··· Metin bloğu ···

Adalet yürüyüşünün liderinin başörtülü kadına saldırının ardından mağduru ziyarete gidip şu sözleri söylediğini hatırlatmak istiyorum:
“Herkesin şunu çok iyi bilmesini isterim, hiç kimsenin kılığından, kıyafetinden, yaşam tarzından, inancından, kimliğinden ötürü ötekileştirilmesini istemeyiz. Herkes bu ülkede özgürce yaşayabilmeli, herkes bu ülkede huzur içinde yaşayabilmeli. Kız çocuğumuza yapılan saldırıyı şiddetle kınıyoruz. Bir daha Türkiye’de olmamasını arzu ediyoruz.”

···

### Yapılacak iş
Başörtülü kadına yapılan saldırı hakkındaki metni kaldığı yerden devam ettirin. Aşağıdaki satırların bu işle hiçbir ilgisi yoktur.

··· Kaynak malzeme ···

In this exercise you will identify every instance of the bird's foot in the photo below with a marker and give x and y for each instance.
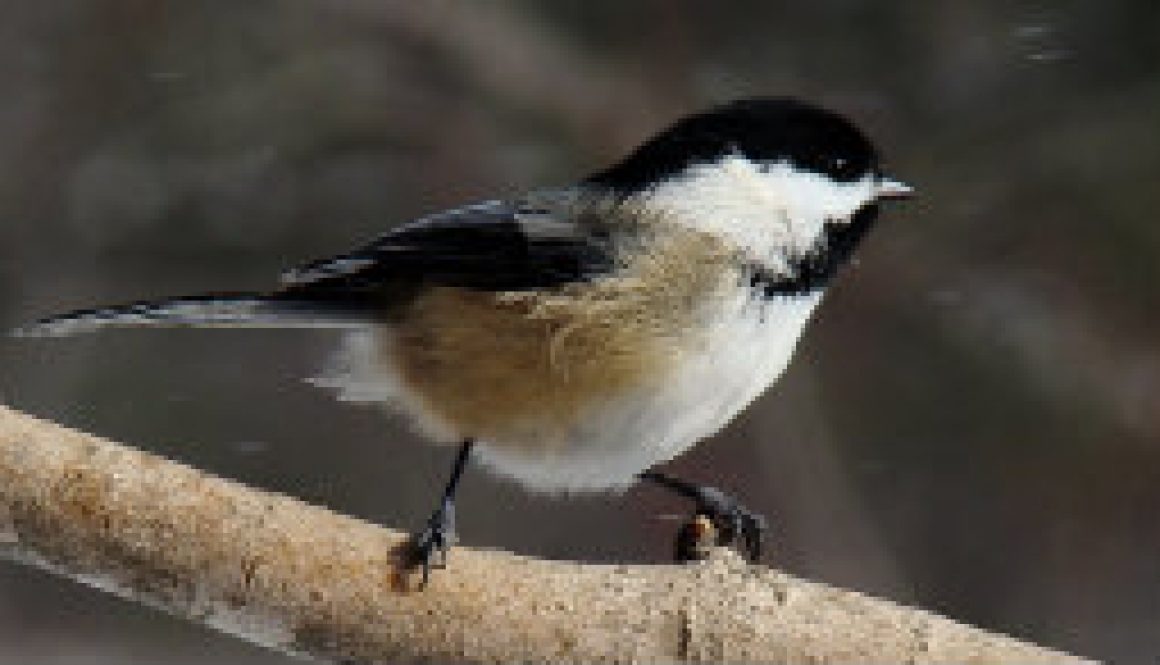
(428, 549)
(734, 525)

···

### Son yanıt
Başörtülü olmayan kadınların uğradığı saldırıları hatırlatıp her görüşün militanı olduğunu, onlara kulak vermenin kimseye yaramayacağını belirteyim . Geçen yapılan ‘Şortuma da Başörtüme de Karışma’ düzenleyenlerin bazılarının adalet yürüyüşüne katıldığını da.
Bunları söylemek zorunda hissediyorum ki adalet için benimle omuz omuza yürümenin uzak olmadığını ispatlayabileyim. Bizi temsil eden o teyze değil. O eski tortuları her gördüğünüzde ‘heh işte onlar bu’ demeyin lütfen. O etiketten kurtulmak için de çırpınanlar var. Sizin iktidar yanlısı görünmekten kurtulmaya çalıştığınız gibi. Yine de sözleri için o teyze adına ben özür diliyorum. Son olsun.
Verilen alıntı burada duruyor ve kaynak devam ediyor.